## WHAT NEEDS TO BE DONE
Search the records below for the word "region", then return every line where it appears.

§ §

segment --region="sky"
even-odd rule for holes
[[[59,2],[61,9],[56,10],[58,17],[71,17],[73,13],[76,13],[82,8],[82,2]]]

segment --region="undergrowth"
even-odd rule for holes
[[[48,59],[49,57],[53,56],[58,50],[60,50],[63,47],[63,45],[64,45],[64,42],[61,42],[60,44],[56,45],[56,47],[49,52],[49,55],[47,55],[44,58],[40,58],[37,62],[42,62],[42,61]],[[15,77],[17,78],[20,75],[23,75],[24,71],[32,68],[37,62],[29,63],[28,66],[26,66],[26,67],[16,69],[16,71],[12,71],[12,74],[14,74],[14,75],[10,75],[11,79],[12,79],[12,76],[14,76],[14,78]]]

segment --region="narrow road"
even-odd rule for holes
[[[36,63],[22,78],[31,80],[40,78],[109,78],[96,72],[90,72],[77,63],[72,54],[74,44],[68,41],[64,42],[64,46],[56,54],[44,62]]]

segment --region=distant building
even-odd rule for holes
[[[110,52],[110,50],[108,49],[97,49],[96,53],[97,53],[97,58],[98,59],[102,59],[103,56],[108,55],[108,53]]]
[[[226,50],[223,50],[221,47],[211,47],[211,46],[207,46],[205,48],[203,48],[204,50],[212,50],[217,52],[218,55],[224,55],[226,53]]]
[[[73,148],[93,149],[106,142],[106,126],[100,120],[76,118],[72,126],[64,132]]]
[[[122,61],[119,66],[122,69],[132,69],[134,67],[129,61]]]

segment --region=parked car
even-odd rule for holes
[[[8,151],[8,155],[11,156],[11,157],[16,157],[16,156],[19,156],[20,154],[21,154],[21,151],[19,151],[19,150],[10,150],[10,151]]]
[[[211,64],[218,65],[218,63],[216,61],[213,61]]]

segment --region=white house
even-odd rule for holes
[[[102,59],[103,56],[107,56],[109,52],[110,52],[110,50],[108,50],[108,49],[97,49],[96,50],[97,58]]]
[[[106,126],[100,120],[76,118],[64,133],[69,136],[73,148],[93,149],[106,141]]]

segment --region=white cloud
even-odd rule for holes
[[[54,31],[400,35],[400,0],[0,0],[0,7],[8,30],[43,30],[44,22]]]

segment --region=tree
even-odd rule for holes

§ §

## ANSWER TO THIS TASK
segment --region="sky"
segment --region="undergrowth"
segment --region="narrow road"
segment --region=distant building
segment --region=parked car
segment --region=white house
segment --region=white cloud
segment --region=tree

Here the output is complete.